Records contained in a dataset
____

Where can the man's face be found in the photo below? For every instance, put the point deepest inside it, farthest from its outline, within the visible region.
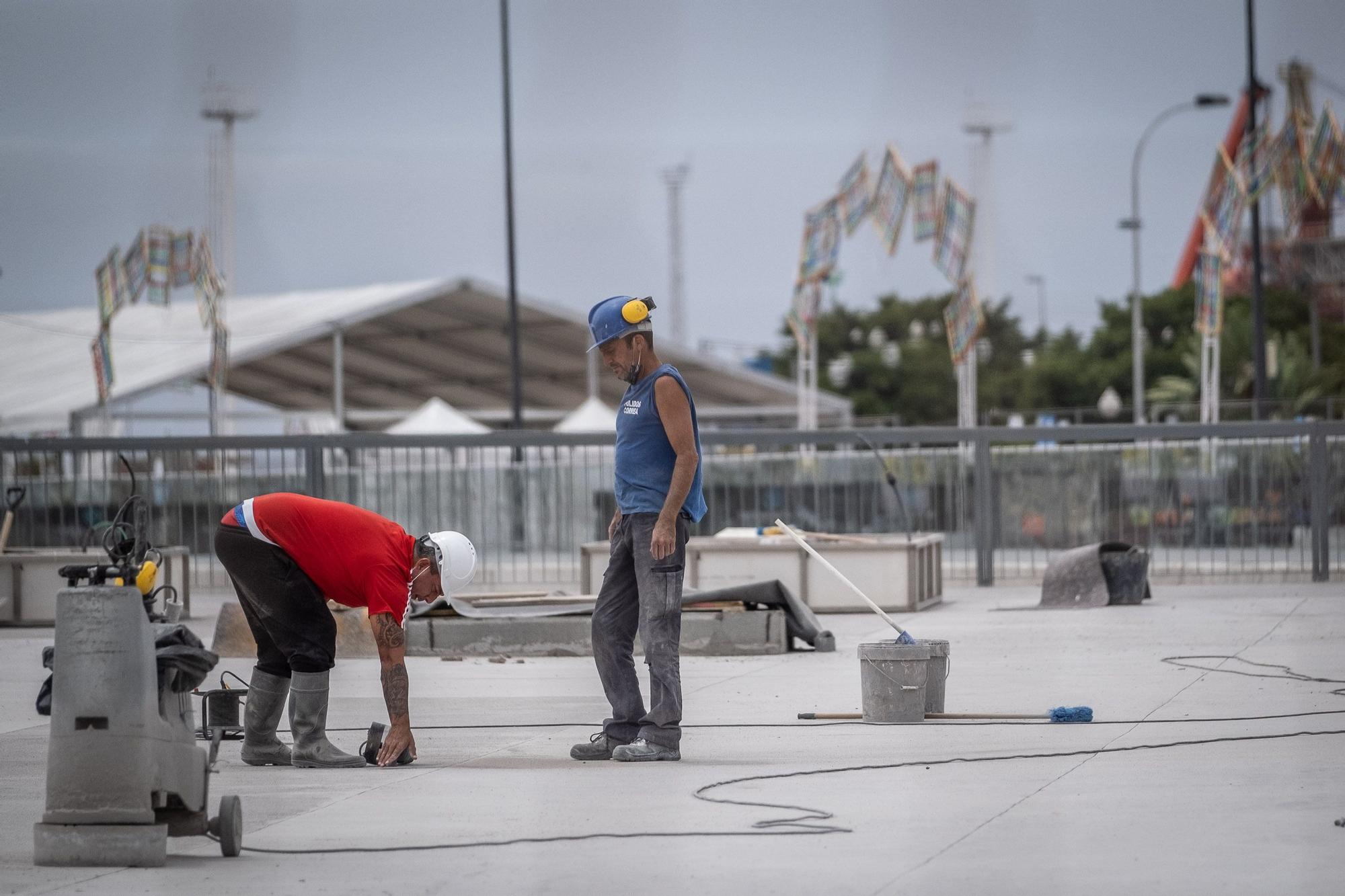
(426, 585)
(619, 357)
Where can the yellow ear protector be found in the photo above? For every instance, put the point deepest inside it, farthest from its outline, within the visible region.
(637, 310)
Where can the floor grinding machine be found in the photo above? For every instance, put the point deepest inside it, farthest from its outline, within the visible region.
(124, 767)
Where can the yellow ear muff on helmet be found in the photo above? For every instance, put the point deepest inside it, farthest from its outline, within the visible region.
(636, 311)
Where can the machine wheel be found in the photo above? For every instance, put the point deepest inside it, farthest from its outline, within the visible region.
(231, 825)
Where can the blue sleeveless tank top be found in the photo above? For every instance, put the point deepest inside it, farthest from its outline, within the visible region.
(645, 456)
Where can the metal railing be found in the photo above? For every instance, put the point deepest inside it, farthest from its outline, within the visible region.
(1247, 501)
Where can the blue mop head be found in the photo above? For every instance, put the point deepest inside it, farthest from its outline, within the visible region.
(1071, 713)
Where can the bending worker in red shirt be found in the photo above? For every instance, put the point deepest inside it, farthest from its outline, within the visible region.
(287, 555)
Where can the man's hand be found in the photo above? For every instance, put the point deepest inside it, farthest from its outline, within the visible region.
(665, 538)
(399, 739)
(392, 654)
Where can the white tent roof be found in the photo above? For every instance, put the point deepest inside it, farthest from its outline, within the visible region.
(438, 417)
(401, 345)
(591, 416)
(48, 370)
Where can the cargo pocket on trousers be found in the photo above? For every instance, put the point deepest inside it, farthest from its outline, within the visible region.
(668, 585)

____

[Requirements] The records above need to be given again exactly. Omit the pictures.

[Result of the exercise]
Where can the man's face be found in the photo below? For every instance, put the point deepest inside it, farthest from its outline, within the visible region.
(426, 585)
(619, 357)
Where can the yellow ear protector be found in the photo above? For every instance, put the point deepest inside it, farthest from its outline, within the visible region.
(637, 310)
Where can the floor grinding machine be found in the photo above? For every instance, put the point deepest inside it, farthest from its outline, within the visible region.
(124, 767)
Where can the yellow ear muff on helmet be found in the photo above? For every instance, put the point deepest inside it, farthest from its outline, within the visible region.
(636, 311)
Where can the machine wheel be found in the photo above? For every instance, put the point deepest inside it, farthest from its outline, within the visible region.
(231, 825)
Where can the blue sleeveless tank top be found in the photo above? For every instance, put the point deepest inside it, farthest from its outline, within the visible region.
(645, 456)
Where can the metal railing be found in the photo above? For every instance, put the point deepest inside it, farthest from its outline, within the visible region.
(1247, 501)
Where can the blue mop head be found in the photo above? For every instance, put the point deepest inside it, farthest from its outline, within the visible region.
(1071, 713)
Where can the bending worker in red shirt be found in the photo above? For every instance, put the point deepest inside it, farthest from its outline, within the visible region.
(287, 555)
Where can the man's hand be found in the photo above? For every instance, put the point deepest inside it, farthest from its outline, within the visible region.
(665, 538)
(399, 739)
(392, 654)
Where can the white tent roof be found in the photo above? For every instance, put the point deepest inside it, farthest from its outline, within the visible region.
(438, 417)
(401, 345)
(591, 416)
(48, 370)
Where can the cargo pocket on trousers be found in the photo above? For every instance, put the point deepest inside it, farthest from its outline, within the visible region.
(668, 585)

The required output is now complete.